Stored dataset items:
--------

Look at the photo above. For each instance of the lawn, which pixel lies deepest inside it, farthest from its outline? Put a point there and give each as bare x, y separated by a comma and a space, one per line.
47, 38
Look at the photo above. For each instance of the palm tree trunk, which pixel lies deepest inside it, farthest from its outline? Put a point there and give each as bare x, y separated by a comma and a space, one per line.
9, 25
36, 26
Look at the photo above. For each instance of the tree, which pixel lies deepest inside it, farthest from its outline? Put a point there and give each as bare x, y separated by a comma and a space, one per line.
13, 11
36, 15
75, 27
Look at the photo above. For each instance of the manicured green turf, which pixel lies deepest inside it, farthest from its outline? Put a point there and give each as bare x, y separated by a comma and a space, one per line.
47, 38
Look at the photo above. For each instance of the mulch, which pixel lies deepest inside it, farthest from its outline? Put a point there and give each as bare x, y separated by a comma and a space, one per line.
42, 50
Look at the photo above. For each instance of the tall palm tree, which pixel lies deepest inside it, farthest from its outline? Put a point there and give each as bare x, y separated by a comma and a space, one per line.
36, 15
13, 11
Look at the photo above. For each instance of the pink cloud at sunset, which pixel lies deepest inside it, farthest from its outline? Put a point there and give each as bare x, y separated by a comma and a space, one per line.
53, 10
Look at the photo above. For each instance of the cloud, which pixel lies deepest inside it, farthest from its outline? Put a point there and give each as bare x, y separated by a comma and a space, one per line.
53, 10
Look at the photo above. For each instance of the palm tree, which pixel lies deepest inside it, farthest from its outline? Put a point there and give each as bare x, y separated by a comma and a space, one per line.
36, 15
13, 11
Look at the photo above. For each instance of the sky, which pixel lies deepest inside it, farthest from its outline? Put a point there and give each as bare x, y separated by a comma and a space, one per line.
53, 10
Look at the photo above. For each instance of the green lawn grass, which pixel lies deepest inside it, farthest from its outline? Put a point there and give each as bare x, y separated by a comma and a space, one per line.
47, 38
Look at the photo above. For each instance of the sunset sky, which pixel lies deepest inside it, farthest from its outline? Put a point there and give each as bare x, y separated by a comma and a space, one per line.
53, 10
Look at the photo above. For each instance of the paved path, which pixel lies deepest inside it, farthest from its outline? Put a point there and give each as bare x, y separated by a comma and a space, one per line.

--------

■ REQUIRED WORK ■
Give back the data above, repeating every record exactly.

■ EXERCISE RESPONSE ■
Look at the photo above. For each instance of the lawn, which pixel lies deepest inside it, farthest from its outline? Put a point there and give each as bare x, y separated by a comma and a space, one per line.
47, 38
Look at the photo above. For each instance of the palm tree trunk, which pixel lies deepest inside it, farthest from its outline? Put a point there and give each as bare x, y separated by a comma and a space, one per line.
9, 25
36, 26
Look at the photo above. For each instance of the tree, which pixel lies deepest inside it, farthest from its outline? Put a point there and give each as bare x, y separated by a comma and a space, one per line.
13, 11
36, 15
75, 27
Look at the photo above. For each instance of the manicured green turf, which pixel lies deepest inside it, farthest from its outline? Put a point there and give each as bare x, y separated by a comma and a space, one per line.
47, 38
Look at the photo above. For each instance of the mulch, which pixel lies deepest inside it, farthest from its outline? Put a point there and give each as bare x, y separated by a comma and a space, one per line.
42, 50
Look at the photo above. For each instance of the tall palm tree, which pixel lies deepest inside it, farthest from its outline? Put a point there and give each as bare x, y separated by a comma and a space, one per line.
36, 15
13, 11
Look at the photo above. For each instance of the pink cloud at sunset, which pixel lies deepest inside it, farthest from its outline? Put a point there and give each as bare x, y separated by a comma and a space, one per line.
53, 10
Look at the photo above. For each instance of the cloud, which pixel lies deepest inside it, farthest from its outline? Put a point there and give each as bare x, y separated by a comma and a space, one per line.
53, 10
Look at the photo above. For each instance of the palm tree, which pixel lies deepest inside it, farthest from its outline? Put a point there and give each as bare x, y separated by a comma and a space, one per line.
36, 15
13, 11
Look at the photo above. For each instance of the sky, which pixel lies deepest inside it, farthest from its outline? Put a point there and give each as bare x, y separated by a comma and a space, one per line.
53, 10
Look at the photo above. For each instance of the green lawn grass, which pixel lies deepest inside it, farthest from its outline? Put a point there and give each as bare x, y separated by a comma and a space, one per line.
47, 38
Look at the photo above. For each instance of the sunset sky, which pixel lies deepest inside it, farthest from its outline? Put a point there and give each as bare x, y separated by a comma and a space, one per line.
53, 10
Look at the photo above. For each instance of the paved path, which pixel lies deepest inside it, farthest from its outline? Put a point there and give each as bare x, y separated by a comma and a space, one per line.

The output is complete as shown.